> _Task details_
Reproduce each of the following records word for word, keeping every line unchanged.

Records of position annotations
==========

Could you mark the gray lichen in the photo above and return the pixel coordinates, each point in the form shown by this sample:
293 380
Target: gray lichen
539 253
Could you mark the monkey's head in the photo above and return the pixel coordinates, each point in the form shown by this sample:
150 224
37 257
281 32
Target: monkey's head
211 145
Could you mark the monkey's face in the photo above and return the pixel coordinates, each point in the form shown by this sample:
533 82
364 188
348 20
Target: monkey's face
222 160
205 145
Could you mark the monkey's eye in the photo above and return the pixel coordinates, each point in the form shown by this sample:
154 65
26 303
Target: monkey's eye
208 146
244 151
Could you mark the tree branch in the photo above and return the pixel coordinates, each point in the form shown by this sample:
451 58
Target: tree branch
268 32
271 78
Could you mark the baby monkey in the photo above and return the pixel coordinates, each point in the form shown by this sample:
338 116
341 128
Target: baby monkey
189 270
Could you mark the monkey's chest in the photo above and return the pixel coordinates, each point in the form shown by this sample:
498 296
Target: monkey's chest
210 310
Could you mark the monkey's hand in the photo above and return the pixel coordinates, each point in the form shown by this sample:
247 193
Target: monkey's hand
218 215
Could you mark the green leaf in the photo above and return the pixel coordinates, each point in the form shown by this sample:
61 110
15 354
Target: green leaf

==========

> _Response_
Could you mark the gray lichen in the photo above and return the pixel coordinates, each point in the form shown by this sample:
293 380
Target: gray lichen
539 253
Could you mark the monkey's head in the photo above and return the pixel coordinates, each point in the form shown by this sample:
150 224
37 257
281 32
Target: monkey's head
211 145
Could you mark the monkey's face in the photo above and return the pixel coordinates, each point in the form shown by this sample:
533 82
364 188
348 20
Target: monkey's face
222 160
205 145
Could you mark the monkey's eye in the photo above and return the pixel coordinates, each point in the form shown by this sample:
154 65
26 303
Target: monkey's eye
208 146
244 151
Could you mark the tree branch in the photo above and return the pixel coordinates, each point in the form shown by this sample:
451 58
Target: tree branch
268 32
271 78
Could you mark the baby monkey in the photo above and return the pixel coordinates, each point in the form shown by this sample:
338 116
341 128
Target: baby monkey
189 270
Could you mark the monkey's chest in the photo above and return the pixel coordinates, each point in the form shown by this sample:
498 296
Target: monkey's chest
210 310
Could you mark the monkey's hand in the photo above and return the pixel coordinates, each point in the form shown by this sample:
247 193
Target: monkey's hand
218 215
Could you mark the green leaf in the photo above and return the pixel coordinates, each point in the form shown by this sample:
61 110
15 354
Target: green leaf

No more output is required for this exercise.